**WHAT TO WORK ON**:
Format this listing as a two-column CSV with the headers request and answer, one row for each request. Quote each field, turn line breaks into spaces, and leave the pictures out.

**EXERCISE MATERIALS**:
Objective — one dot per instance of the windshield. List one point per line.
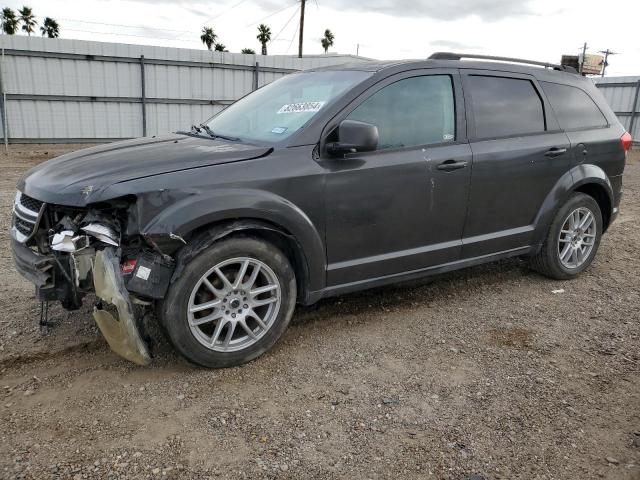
(277, 110)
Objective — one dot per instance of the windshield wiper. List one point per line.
(206, 128)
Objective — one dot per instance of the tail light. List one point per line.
(626, 141)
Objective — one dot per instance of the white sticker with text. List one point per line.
(301, 107)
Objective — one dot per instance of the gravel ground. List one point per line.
(481, 372)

**EXERCISE OUTPUT**:
request,answer
"Objective — one dot per instance of the windshield. List one point per line.","(277, 110)"
"Objective — one dot per instance of the windshield wiper. List one point per line.","(206, 128)"
"Objective — one dot per instance of the tail light. List one point per line.","(626, 141)"
"Objective — one dot per instance of the white sticker with text. List one point per line.","(301, 107)"
"Objective — one dot per instance of the gravel ground. List one point per line.","(481, 372)"